__Problem requirements__. Pull each line containing "snow" out of the data and copy it.
═════ Provided records ═════
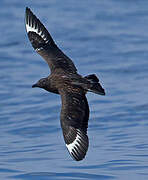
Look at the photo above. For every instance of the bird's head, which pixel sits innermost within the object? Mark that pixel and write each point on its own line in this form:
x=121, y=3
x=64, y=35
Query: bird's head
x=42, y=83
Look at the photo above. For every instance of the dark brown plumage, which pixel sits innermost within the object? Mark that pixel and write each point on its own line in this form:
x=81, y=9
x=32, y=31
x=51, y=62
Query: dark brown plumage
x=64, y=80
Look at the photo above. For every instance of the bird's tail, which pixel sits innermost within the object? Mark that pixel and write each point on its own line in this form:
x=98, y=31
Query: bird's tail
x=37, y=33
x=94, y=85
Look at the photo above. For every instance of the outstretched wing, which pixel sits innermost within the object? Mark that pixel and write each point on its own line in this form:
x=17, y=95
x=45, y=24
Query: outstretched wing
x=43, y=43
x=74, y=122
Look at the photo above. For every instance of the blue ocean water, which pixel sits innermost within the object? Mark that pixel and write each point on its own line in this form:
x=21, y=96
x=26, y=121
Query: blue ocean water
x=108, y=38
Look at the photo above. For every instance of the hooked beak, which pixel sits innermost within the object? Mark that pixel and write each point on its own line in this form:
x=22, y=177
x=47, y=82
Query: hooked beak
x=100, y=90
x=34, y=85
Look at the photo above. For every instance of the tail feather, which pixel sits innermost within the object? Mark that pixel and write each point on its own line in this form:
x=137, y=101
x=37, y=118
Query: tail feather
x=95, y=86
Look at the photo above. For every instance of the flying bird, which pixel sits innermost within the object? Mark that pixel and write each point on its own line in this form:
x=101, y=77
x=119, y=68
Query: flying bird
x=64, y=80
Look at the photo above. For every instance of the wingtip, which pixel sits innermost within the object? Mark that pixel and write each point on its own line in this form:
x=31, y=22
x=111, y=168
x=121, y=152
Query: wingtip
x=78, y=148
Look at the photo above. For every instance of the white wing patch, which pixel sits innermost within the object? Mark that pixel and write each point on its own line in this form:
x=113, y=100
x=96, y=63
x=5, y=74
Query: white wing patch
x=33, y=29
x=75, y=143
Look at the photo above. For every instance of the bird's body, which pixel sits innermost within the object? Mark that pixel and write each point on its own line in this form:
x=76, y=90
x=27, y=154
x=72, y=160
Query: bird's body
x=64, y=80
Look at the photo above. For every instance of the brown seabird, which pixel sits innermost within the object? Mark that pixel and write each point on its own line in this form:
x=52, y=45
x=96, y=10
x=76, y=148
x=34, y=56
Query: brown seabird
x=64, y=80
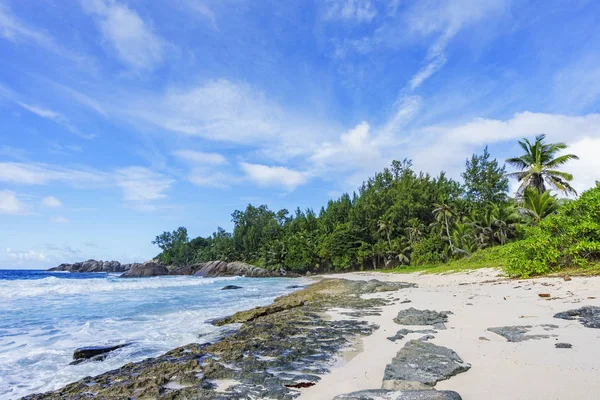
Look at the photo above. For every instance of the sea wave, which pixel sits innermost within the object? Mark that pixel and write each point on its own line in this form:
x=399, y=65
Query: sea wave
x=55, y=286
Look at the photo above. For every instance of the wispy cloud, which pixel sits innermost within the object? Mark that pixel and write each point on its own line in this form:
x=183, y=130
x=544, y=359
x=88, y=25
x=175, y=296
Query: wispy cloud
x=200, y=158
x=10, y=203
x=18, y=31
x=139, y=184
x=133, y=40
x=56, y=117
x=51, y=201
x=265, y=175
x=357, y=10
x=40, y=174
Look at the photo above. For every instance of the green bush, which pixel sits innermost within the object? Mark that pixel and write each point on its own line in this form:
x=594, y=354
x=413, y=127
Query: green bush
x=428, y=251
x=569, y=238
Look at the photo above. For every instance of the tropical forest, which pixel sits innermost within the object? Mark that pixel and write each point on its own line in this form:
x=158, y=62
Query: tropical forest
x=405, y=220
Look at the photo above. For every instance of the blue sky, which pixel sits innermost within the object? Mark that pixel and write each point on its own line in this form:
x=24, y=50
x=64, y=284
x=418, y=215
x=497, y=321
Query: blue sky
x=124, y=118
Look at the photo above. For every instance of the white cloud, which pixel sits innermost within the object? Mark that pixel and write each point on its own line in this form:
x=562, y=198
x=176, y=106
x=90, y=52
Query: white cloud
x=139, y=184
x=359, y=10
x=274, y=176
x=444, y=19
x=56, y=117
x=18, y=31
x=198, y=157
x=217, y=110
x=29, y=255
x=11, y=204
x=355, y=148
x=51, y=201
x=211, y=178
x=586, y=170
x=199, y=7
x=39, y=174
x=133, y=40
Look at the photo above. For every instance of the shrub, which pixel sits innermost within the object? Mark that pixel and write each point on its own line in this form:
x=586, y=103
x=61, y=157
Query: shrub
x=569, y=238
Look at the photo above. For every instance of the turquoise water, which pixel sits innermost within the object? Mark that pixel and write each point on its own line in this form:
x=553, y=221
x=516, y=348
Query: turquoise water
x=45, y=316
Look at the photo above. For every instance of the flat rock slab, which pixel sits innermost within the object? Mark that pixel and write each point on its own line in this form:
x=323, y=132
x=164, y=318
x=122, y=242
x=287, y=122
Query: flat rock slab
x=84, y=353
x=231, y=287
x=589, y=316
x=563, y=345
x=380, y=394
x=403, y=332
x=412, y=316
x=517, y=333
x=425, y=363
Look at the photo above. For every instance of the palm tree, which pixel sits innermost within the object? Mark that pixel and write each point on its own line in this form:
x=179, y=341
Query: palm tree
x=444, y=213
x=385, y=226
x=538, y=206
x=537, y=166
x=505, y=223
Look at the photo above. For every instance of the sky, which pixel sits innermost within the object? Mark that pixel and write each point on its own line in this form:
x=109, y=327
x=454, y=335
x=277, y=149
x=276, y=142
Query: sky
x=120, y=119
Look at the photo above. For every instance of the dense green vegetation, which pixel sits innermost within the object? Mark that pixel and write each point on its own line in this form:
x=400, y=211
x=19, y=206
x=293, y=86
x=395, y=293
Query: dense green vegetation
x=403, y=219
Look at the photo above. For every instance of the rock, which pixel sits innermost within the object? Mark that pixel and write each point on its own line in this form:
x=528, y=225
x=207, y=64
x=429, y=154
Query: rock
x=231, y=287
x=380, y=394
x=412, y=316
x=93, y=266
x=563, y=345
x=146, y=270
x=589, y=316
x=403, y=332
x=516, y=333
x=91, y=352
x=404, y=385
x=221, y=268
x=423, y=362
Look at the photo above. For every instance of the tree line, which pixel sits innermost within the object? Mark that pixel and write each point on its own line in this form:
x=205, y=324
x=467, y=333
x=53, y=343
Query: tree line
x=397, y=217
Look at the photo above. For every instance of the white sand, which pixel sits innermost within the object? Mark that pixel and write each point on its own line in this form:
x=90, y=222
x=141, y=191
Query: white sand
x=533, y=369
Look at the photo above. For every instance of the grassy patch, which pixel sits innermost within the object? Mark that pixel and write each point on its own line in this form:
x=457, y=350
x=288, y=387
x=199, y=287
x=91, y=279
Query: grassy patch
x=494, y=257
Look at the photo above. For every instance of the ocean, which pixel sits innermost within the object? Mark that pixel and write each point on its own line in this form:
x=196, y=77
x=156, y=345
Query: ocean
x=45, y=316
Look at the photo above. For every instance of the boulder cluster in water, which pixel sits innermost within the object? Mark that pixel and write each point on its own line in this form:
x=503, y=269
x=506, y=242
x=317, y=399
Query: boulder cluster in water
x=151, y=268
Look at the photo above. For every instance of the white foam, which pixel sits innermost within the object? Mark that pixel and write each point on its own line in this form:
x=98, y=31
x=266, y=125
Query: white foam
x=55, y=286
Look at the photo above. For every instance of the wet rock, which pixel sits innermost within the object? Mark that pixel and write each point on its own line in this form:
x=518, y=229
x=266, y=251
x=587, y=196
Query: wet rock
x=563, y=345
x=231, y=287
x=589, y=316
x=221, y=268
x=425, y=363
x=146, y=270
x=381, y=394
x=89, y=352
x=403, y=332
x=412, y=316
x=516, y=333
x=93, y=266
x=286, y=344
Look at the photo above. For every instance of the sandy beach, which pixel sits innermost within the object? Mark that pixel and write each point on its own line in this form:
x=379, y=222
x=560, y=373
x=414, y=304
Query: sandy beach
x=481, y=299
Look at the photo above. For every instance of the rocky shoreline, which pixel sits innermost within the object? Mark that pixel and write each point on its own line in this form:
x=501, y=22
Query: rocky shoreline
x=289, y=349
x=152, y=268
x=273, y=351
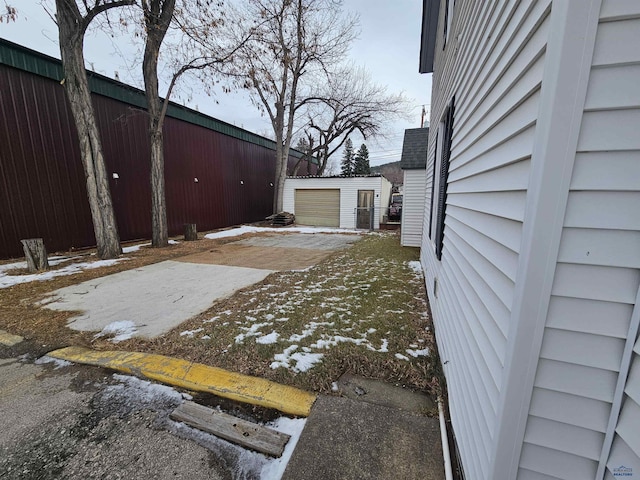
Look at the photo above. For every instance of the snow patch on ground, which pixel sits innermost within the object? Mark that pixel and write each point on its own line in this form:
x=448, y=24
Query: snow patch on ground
═════
═════ Provided records ═════
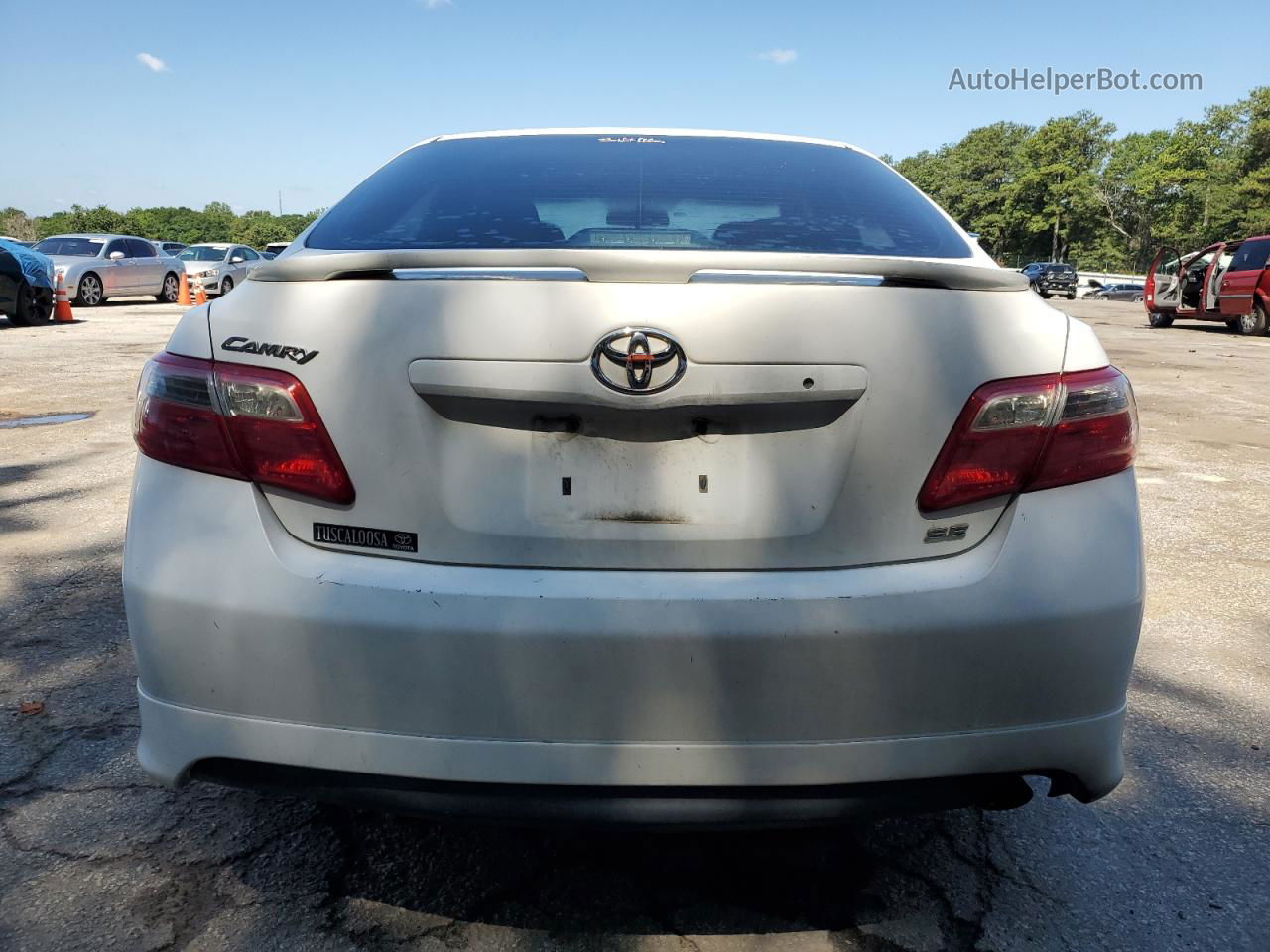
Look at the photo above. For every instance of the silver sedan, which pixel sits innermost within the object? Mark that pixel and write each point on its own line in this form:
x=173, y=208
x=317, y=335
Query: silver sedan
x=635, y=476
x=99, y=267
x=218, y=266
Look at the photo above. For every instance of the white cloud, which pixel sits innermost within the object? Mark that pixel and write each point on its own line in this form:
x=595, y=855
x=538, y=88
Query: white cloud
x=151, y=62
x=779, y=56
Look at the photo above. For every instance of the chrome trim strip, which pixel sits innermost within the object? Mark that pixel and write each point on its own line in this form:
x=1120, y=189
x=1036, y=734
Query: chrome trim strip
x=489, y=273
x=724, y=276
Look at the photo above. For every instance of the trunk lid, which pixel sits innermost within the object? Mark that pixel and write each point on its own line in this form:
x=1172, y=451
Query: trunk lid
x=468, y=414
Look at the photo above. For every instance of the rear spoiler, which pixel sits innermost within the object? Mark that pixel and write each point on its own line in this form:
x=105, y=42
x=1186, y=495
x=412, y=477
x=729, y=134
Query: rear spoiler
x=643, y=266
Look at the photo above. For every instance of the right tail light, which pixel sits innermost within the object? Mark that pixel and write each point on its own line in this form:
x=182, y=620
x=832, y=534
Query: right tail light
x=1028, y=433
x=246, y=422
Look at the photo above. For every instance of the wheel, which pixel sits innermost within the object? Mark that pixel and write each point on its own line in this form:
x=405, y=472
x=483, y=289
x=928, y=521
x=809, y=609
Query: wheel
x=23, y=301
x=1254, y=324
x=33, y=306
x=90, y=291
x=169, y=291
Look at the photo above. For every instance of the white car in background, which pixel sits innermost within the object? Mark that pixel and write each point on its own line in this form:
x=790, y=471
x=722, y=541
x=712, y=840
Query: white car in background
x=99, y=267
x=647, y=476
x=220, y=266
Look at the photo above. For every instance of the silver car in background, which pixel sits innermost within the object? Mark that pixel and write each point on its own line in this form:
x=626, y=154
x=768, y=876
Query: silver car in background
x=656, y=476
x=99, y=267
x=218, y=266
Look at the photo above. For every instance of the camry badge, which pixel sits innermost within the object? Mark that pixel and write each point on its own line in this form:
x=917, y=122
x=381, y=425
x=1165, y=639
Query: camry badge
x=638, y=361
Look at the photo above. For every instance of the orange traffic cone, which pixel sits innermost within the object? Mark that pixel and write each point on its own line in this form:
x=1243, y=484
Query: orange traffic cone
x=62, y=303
═════
═════ Provided records ═════
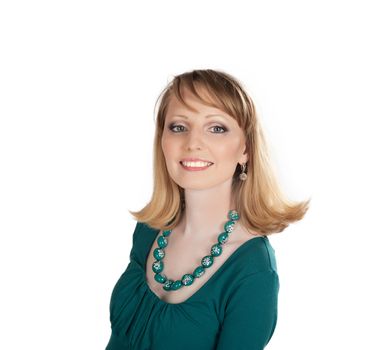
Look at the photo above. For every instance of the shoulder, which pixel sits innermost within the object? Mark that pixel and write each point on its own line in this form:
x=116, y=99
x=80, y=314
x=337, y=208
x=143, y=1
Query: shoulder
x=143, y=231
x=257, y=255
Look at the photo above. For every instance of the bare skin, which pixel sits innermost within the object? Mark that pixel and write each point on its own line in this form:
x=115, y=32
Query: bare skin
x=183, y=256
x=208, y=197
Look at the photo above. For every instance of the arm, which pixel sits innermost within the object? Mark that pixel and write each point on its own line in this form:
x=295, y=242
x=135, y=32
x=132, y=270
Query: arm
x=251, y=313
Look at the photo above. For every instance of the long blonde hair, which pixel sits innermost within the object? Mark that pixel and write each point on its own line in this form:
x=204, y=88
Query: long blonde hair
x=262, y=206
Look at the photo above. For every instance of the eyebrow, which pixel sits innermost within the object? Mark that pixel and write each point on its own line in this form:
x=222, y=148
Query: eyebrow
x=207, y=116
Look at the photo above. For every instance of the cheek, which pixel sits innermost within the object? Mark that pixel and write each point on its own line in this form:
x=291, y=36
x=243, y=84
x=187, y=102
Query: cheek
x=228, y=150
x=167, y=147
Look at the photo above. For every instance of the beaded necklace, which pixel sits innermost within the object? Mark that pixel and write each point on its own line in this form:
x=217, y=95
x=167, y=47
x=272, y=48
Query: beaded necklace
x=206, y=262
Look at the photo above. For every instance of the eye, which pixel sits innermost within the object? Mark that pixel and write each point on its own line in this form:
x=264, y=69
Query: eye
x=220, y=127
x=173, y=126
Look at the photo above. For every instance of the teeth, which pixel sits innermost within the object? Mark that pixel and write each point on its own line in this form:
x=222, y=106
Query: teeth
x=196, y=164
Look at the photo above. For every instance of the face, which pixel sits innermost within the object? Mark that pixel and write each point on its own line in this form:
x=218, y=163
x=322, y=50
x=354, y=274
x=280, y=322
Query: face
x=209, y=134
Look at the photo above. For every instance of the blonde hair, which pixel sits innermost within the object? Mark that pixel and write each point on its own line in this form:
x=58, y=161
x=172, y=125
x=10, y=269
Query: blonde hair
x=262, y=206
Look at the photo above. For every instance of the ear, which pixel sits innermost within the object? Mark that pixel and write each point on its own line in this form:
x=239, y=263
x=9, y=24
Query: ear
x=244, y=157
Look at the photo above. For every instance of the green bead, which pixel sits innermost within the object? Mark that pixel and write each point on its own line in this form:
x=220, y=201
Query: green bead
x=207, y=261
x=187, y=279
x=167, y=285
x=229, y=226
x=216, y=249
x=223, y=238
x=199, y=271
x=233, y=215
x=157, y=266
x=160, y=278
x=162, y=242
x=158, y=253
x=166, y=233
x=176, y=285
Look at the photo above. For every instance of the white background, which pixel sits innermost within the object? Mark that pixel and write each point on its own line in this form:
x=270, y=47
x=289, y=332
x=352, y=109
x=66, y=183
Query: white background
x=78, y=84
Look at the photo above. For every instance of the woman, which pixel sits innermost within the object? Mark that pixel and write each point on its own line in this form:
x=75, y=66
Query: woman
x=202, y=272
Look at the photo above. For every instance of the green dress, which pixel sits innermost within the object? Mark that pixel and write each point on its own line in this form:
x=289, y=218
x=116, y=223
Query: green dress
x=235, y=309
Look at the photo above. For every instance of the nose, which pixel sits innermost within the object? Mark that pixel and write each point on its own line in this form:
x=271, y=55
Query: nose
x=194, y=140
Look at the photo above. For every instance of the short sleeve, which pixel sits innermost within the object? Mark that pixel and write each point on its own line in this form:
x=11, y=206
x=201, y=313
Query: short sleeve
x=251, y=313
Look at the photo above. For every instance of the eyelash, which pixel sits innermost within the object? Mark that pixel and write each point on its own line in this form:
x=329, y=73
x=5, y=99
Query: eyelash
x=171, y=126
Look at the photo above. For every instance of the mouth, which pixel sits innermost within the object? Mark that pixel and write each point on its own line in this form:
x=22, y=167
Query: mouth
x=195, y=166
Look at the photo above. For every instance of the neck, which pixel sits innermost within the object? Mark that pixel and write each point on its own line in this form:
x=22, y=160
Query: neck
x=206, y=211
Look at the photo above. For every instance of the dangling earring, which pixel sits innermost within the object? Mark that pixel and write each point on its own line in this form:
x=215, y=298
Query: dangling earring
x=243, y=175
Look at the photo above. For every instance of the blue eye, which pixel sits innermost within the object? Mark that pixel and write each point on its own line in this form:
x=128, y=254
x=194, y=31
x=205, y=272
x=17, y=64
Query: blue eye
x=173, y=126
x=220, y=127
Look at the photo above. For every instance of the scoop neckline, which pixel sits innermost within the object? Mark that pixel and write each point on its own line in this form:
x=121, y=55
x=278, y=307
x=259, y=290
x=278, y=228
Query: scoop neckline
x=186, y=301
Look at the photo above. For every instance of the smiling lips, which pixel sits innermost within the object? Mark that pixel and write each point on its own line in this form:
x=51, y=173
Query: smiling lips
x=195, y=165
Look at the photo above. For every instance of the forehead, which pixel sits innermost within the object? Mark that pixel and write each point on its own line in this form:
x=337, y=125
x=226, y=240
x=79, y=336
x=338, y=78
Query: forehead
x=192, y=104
═════
__Task solution__.
Look at the photo above. For every instance of the snow patch on ground, which pixel sits innermost within the object? Mark that pixel and write each point on its own line in this form:
Query: snow patch on ground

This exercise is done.